━━━ READING PASSAGE

Reference: Kish (1965), “Survey Sampling”; applied to bandit IPW by Waudby-Smith et al (2022, arXiv:2210.10768).

Source

pub fn weight_entropy(&self) -> f64

Shannon entropy of the current probability distribution (nats).

H(p) = -sum(p_i * ln(p_i)), bounded in [0, ln(K)]. Higher entropy means the policy is more uncertain (closer to uniform). Low entropy means the policy has converged toward one or a few arms.

Useful as a convergence monitor: entropy that plateaus below ln(K) indicates the policy has learned a preference; entropy near ln(K) after many rounds suggests the arms are indistinguishable or rewards are too noisy.

Source

pub fn effective_arms(&self) -> f64

Effective number of arms: exp(entropy), bounded in [1, K].

A single scalar summarizing how “decided” the policy is:

Near 1.0: effectively committed to one arm.
Near K: effectively uniform (maximum uncertainty).

This is the exponential of Shannon entropy (the “perplexity” of the distribution).

Source

pub fn snapshot(&self) -> Exp3IxState

Capture a persistence snapshot of the current EXP3-IX state.

Callers should prefer calling this after probabilities(...) or decide(...) so arms is initialized and probs is up to date.

Source

pub fn restore(&mut self, st: Exp3IxState)

Restore a previously snapshotted EXP3-IX state.

If the stored state is inconsistent (length mismatches), this resets to a fresh state.

Source

pub fn decide_deterministic_filtered( &mut self, arms_in_order: &[String], eligible_in_order: &[String], decision_seed: u64, ) -> Option<Decision>

Deterministic decision from a filtered eligible set.

━━━━━━
━━━ MATERIAL SHOWN

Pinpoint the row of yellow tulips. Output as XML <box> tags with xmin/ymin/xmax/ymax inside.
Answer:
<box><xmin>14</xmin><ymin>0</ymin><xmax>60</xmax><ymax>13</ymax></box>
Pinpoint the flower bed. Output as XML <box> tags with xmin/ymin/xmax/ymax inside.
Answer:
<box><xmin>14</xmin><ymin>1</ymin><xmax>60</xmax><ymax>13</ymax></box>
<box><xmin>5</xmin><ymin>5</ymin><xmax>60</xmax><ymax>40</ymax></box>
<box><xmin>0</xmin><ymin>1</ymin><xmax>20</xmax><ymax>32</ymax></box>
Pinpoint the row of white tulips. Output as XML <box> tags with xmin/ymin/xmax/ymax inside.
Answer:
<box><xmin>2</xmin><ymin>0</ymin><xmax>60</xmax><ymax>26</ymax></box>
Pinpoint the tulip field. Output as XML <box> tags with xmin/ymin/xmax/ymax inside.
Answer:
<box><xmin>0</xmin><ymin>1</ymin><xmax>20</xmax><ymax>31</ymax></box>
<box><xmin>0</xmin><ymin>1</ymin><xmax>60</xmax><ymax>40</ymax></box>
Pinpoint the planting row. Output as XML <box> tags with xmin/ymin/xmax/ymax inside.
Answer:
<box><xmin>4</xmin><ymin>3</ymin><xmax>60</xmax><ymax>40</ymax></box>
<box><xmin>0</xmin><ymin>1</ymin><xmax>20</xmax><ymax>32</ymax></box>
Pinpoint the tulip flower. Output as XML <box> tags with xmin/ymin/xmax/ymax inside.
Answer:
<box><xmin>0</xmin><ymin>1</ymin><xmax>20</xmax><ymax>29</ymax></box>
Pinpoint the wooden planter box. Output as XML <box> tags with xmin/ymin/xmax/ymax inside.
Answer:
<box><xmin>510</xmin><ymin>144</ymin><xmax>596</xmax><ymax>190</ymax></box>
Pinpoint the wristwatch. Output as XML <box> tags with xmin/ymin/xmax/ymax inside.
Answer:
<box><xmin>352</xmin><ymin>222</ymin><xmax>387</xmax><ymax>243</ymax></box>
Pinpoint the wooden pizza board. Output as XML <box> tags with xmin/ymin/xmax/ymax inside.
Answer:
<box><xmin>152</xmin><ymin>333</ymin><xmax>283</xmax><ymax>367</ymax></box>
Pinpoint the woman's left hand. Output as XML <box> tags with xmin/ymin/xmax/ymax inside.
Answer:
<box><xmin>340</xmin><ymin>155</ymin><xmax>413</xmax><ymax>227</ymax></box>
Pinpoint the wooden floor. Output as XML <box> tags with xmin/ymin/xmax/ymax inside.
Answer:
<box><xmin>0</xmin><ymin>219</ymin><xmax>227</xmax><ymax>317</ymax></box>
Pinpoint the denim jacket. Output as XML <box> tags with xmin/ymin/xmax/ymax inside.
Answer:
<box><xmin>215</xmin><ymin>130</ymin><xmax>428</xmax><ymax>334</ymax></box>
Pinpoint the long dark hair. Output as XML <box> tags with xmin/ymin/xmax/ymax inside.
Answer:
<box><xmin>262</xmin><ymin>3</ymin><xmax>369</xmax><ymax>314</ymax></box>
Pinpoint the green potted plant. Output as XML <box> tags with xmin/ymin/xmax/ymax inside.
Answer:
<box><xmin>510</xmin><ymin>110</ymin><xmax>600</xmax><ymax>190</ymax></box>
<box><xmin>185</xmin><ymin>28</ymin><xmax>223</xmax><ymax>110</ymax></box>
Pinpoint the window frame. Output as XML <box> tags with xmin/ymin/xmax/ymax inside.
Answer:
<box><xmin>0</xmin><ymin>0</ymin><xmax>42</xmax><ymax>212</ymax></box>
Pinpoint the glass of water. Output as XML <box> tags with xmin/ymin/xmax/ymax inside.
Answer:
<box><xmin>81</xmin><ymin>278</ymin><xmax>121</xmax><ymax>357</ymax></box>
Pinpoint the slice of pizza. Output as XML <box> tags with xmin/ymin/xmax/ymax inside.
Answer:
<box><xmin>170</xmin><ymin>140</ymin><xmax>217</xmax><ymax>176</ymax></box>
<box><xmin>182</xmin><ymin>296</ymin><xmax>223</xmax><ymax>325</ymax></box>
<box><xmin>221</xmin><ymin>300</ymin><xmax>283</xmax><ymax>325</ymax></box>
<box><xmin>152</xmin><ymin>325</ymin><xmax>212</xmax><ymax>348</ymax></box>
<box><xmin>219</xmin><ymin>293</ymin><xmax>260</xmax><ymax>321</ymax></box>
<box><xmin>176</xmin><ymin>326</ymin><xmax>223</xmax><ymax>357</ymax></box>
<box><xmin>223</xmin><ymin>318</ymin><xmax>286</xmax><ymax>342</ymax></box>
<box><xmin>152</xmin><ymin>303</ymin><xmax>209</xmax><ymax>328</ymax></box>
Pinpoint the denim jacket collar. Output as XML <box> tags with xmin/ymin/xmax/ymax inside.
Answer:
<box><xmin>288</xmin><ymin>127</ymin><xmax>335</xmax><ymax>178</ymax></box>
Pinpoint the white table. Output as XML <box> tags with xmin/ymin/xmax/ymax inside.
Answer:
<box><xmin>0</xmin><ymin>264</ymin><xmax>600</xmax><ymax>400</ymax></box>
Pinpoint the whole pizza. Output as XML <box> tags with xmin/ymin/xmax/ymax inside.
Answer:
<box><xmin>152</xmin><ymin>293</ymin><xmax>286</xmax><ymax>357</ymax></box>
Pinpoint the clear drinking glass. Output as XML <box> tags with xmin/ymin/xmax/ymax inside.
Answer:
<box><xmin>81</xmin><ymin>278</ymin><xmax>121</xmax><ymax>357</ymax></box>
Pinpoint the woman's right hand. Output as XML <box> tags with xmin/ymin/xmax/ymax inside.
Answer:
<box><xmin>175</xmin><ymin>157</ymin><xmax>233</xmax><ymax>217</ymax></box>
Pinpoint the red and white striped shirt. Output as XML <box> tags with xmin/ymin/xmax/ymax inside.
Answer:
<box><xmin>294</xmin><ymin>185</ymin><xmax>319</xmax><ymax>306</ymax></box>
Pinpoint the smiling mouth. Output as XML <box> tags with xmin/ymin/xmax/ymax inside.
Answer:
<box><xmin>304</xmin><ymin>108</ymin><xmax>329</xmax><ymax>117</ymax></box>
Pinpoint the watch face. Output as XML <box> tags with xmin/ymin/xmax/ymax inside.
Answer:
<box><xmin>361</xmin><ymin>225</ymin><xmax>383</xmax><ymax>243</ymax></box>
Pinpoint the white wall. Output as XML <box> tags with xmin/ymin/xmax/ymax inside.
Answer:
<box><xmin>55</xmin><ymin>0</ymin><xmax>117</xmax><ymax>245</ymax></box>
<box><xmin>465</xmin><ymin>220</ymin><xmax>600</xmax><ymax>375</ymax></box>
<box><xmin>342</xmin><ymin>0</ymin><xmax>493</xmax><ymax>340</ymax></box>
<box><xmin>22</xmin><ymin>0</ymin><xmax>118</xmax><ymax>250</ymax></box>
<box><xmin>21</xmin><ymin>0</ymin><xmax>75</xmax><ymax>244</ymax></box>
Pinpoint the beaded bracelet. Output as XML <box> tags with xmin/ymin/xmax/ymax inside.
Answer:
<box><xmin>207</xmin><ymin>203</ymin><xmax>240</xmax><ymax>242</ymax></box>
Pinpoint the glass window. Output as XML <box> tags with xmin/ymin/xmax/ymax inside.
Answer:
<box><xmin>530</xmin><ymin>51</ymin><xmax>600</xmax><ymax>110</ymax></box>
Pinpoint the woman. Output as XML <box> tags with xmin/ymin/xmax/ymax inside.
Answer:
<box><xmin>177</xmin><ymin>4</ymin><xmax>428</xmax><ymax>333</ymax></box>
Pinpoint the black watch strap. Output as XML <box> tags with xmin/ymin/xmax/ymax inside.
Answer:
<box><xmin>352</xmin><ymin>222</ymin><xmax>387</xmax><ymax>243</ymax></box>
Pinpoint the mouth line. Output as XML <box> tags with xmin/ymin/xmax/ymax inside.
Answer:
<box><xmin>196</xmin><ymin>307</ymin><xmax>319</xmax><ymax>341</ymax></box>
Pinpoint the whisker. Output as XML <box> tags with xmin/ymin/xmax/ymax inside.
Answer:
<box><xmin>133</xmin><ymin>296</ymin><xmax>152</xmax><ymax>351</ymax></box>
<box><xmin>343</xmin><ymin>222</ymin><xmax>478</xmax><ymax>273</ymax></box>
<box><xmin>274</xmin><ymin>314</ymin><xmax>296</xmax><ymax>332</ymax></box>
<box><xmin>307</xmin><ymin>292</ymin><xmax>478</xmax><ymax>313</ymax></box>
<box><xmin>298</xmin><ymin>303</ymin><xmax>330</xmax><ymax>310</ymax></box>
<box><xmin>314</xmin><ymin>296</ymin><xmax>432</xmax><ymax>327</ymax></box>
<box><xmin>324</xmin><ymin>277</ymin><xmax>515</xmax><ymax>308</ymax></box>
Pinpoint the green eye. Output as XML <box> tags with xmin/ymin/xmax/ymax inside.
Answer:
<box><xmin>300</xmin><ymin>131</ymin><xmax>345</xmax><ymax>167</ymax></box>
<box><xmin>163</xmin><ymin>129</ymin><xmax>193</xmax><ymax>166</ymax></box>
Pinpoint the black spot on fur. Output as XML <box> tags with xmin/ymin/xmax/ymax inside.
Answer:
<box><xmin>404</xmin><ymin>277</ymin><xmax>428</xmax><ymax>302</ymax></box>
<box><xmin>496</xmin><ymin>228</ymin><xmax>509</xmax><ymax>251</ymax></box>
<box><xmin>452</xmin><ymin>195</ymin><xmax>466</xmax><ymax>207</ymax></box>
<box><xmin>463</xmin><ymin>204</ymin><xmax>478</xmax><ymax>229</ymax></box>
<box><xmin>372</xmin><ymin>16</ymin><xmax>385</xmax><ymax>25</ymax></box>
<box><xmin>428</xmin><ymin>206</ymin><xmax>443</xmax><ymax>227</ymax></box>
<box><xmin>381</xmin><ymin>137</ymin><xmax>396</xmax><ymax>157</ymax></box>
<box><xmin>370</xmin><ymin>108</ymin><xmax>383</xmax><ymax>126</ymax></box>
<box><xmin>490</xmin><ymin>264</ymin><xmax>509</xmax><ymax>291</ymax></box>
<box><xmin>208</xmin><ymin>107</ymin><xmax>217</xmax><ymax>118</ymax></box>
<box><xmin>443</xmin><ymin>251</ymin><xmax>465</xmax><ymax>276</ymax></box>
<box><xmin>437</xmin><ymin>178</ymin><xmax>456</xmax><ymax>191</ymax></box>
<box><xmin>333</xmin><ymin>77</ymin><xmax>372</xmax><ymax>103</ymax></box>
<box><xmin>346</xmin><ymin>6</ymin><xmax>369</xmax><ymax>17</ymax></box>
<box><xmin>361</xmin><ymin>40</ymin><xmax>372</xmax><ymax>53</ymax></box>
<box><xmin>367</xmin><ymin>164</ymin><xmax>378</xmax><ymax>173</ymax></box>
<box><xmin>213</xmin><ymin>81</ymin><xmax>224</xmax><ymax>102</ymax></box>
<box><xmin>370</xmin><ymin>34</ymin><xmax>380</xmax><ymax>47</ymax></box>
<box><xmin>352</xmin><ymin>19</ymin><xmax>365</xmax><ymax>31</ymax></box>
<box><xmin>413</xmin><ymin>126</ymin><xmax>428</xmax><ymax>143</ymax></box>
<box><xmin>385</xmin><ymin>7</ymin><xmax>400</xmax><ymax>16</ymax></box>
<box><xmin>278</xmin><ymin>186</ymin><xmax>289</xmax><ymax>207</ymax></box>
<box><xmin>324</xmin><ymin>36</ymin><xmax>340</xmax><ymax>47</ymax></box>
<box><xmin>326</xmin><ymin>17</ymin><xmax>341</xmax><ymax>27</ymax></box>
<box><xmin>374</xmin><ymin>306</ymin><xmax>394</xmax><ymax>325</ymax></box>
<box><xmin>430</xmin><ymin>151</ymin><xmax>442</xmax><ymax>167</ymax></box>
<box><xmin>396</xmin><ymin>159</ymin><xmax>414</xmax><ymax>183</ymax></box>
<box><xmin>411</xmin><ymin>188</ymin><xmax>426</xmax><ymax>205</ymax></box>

━━━━━━

▶ _WHAT IS ASKED_: Write out the EXP3-IX documentation word for word from "pub fn effective_arms(&self)" to "uniform (maximum uncertainty).". The listing is separate material, unrelated to the EXP3-IX documentation.

▶ _RESULT FOR THIS TASK_:
pub fn effective_arms(&self) -> f64

Effective number of arms: exp(entropy), bounded in [1, K].

A single scalar summarizing how “decided” the policy is:

Near 1.0: effectively committed to one arm.
Near K: effectively uniform (maximum uncertainty).